WHAT TO WORK ON. Please recast the part of the listing that opens with the line containing "[mark] player's shoulder" and closes with the final line of the listing, both ends included, as a JSON list of strings with one string per line and blank lines omitted.
▼▼▼
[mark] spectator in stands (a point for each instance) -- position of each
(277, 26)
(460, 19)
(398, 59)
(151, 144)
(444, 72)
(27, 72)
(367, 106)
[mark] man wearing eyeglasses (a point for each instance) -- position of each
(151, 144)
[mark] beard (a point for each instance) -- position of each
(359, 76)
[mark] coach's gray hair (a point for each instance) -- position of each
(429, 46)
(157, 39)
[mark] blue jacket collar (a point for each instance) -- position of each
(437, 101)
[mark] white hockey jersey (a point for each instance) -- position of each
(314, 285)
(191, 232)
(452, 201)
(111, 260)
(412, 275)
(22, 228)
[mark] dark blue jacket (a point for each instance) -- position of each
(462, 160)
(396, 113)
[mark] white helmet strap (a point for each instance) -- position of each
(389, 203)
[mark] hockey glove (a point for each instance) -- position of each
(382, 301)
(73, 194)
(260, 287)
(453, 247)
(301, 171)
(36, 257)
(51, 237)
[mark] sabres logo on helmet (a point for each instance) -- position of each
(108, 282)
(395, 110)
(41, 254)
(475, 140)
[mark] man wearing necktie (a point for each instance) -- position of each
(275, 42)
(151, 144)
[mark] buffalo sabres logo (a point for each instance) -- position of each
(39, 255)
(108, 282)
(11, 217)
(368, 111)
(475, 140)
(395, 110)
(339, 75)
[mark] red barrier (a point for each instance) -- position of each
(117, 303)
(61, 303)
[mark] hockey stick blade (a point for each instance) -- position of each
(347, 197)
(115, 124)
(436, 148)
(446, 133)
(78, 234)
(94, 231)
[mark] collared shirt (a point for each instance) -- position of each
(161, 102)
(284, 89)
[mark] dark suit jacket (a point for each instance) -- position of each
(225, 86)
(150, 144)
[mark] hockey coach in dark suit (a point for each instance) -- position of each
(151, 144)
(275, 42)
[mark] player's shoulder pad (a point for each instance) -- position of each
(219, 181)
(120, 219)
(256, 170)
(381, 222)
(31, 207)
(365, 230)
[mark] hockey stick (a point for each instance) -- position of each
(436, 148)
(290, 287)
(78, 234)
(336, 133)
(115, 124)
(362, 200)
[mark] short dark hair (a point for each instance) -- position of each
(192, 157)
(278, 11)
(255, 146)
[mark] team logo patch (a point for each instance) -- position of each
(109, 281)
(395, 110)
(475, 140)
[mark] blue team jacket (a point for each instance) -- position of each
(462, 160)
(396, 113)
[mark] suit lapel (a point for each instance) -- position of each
▲▲▲
WRITTEN ANSWER.
[
  "[mark] player's shoulder pad (a point for each instance) -- position of each",
  "(219, 181)",
  "(120, 219)",
  "(256, 170)",
  "(381, 222)",
  "(31, 207)",
  "(365, 230)",
  "[mark] hockey stick (a point for each instance) -- position of each",
  "(436, 148)",
  "(290, 287)",
  "(78, 234)",
  "(336, 133)",
  "(115, 124)",
  "(362, 200)",
  "[mark] short dark hair (a point for each instance) -- position of each",
  "(192, 157)",
  "(278, 11)",
  "(255, 146)",
  "[mark] team logo patch (a point for each instance) -- position of each",
  "(109, 281)",
  "(395, 110)",
  "(475, 140)",
  "[mark] blue team jacket (a point for each instance) -- position of each",
  "(462, 160)",
  "(396, 113)",
  "[mark] suit lapel (a point for each instance) -- position of each"
]